(Labeled contour entries)
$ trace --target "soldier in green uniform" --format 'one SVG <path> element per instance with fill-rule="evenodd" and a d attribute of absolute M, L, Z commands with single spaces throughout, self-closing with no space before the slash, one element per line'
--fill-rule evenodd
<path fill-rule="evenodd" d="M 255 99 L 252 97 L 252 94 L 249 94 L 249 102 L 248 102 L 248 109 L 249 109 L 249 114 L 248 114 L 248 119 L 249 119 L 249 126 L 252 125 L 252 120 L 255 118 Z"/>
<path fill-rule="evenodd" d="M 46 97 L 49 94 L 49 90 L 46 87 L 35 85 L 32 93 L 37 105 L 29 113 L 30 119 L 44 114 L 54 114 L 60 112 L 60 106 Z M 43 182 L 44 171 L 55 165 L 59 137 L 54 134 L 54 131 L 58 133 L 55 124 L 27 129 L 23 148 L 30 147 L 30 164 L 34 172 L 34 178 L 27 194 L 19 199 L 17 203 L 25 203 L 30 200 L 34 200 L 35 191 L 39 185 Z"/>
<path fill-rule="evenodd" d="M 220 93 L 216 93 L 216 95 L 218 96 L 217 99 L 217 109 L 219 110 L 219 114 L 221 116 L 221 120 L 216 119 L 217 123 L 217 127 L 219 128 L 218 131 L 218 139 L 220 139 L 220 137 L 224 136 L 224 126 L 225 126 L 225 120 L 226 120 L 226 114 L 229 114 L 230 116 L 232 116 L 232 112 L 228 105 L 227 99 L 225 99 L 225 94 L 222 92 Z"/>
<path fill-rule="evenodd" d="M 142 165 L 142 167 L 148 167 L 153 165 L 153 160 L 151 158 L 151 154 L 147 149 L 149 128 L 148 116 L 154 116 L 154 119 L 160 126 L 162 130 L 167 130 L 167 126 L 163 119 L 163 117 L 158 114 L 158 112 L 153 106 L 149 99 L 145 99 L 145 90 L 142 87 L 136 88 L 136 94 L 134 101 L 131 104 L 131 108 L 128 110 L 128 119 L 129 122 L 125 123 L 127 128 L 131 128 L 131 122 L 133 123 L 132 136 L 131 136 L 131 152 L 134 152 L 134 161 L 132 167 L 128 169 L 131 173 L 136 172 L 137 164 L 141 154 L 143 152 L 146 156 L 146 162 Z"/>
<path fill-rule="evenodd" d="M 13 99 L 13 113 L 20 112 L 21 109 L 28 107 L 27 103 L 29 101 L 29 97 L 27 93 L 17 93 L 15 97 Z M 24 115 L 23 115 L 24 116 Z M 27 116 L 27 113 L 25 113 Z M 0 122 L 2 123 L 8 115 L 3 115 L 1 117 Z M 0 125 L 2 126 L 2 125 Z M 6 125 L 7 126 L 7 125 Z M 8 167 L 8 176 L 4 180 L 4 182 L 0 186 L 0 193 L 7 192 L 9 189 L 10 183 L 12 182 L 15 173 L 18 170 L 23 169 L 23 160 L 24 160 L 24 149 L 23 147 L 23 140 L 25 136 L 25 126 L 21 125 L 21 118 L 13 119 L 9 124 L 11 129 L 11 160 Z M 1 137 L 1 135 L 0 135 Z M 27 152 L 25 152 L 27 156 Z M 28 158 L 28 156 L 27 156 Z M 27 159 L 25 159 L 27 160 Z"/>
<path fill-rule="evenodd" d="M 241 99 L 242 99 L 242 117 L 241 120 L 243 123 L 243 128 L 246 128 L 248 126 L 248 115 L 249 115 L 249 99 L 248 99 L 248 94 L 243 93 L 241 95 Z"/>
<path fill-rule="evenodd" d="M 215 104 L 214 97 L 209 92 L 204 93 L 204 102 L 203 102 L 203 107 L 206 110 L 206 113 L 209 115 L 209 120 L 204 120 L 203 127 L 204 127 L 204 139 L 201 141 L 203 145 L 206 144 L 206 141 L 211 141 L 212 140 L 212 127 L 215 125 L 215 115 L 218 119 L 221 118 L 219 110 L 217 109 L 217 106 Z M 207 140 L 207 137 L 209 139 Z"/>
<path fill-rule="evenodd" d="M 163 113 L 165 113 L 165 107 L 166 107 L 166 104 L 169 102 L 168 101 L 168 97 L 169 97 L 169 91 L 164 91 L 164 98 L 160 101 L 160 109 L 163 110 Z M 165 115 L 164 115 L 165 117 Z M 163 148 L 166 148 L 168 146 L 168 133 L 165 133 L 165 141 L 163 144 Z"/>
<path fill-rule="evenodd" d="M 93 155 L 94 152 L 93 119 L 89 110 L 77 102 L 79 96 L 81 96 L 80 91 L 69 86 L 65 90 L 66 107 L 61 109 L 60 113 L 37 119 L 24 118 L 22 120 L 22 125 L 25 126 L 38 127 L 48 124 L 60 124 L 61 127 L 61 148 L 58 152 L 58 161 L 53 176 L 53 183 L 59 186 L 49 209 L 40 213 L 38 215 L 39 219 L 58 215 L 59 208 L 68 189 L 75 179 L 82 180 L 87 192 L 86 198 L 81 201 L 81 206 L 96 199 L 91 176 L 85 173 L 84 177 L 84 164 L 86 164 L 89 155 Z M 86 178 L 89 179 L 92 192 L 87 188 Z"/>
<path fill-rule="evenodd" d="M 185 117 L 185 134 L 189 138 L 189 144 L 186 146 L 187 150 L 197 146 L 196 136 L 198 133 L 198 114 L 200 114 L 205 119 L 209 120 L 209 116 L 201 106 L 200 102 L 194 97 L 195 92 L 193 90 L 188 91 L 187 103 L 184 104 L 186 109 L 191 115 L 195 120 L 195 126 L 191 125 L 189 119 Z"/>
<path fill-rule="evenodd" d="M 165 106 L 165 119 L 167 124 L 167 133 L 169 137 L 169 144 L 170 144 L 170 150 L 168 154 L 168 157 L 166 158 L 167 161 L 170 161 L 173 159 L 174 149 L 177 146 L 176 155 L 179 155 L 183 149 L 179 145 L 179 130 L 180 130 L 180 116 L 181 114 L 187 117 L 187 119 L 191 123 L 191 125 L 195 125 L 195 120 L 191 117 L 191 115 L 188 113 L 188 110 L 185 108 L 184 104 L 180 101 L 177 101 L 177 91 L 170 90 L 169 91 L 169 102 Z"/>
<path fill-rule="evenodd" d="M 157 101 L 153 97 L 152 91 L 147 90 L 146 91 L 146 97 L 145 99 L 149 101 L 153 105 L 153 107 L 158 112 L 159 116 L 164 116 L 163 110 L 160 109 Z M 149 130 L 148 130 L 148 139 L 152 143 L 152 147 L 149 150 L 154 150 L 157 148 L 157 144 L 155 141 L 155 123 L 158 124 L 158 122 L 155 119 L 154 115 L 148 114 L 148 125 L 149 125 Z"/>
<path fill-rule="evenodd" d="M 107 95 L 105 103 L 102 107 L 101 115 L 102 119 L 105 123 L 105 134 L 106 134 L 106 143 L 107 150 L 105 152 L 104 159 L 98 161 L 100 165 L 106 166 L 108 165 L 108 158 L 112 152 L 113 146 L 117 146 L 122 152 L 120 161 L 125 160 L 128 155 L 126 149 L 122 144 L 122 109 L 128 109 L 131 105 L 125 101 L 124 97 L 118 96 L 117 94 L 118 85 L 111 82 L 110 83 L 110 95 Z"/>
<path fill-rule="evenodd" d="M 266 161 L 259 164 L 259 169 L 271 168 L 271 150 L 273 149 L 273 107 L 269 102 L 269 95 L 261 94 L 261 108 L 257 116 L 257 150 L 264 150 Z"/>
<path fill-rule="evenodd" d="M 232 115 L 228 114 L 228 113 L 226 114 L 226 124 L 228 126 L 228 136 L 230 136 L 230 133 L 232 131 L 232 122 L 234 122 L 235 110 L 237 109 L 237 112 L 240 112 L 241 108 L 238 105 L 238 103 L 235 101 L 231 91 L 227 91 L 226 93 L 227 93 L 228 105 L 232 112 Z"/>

**Exercise objective**.
Return, character for character, every line from the start of the rows through the line with "--fill-rule evenodd", including both ends.

**Written reply**.
$ trace --target "soldier in green uniform" --format 'one SVG <path> element per instance with fill-rule="evenodd" and a d attribute of absolute M, L, Z commands with single spaces throughout, self-closing with no space before the slash, one element per line'
--fill-rule evenodd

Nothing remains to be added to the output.